> _SELECTED PASSAGE_:
Recruitment expert says growing mismatch between job seekers’ expectation and employers’ needs, overprotection of permanent workers pose threat to Korean job market

When David Swan, an expert with 10 years of experience in the recruitment industry, came to Korea, he was surprised to see Korean job candidates entering the labor force relatively later than its neighboring Asian countries.

What he witnessed in Korea was a large number of young job seekers, who are highly educated and overqualified, aiming for jobs that are in short supply or waiting for a job they want.

Swan, who has served as managing director of global recruitment consulting firm Robert Walters‘ Korea and Japan Office, pointed to the growing mismatch between young people’s career expectations and available jobs as one of the biggest challenges facing the Korean labor market in an interview with The Korea Herald. 

David Swan, managing director of global recruitment consulting firm Robert Walters‘ Korea and Japan Office (Robert Walters Korea)
David Swan, managing director of global recruitment consulting firm Robert Walters‘ Korea and Japan Office (Robert Walters Korea)

> _RECORD EXTRACTS_:
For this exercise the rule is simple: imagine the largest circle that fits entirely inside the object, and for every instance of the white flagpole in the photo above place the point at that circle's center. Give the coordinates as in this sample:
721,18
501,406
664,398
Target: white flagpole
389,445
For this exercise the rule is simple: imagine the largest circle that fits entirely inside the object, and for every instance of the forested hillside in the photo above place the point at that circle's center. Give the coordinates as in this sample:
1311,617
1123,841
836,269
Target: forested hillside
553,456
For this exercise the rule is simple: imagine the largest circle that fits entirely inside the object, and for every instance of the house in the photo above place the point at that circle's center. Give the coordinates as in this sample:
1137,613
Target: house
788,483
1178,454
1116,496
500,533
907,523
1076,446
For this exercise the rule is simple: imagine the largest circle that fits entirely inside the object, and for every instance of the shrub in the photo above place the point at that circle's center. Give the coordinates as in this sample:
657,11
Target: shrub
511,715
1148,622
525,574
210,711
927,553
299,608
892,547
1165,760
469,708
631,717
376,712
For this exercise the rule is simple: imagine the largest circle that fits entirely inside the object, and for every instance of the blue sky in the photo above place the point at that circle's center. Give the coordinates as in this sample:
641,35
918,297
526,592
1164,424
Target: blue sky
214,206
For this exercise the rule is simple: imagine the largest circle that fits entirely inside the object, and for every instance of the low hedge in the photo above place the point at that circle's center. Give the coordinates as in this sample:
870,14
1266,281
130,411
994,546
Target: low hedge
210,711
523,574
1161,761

> _CHALLENGES_:
A - Copy the recruitment article word for word from "What he witnessed" to "job they want.".
B - For each statement, say yes or no according to the recruitment article, and quote the words that decide it: (i) Swan has 10 years of experience in the recruitment industry. (ii) Swan saw Korean job candidates entering the labor force earlier than those in neighboring Asian countries. (iii) Swan gave his views in an interview with The Korea Herald.

> _RESPONSES TO THE TASKS_:
A -
What he witnessed in Korea was a large number of young job seekers, who are highly educated and overqualified, aiming for jobs that are in short supply or waiting for a job they want.

B -
(i) Yes: "an expert with 10 years of experience in the recruitment industry"
(ii) No: "entering the labor force relatively later than its neighboring Asian countries"
(iii) Yes: "in an interview with The Korea Herald"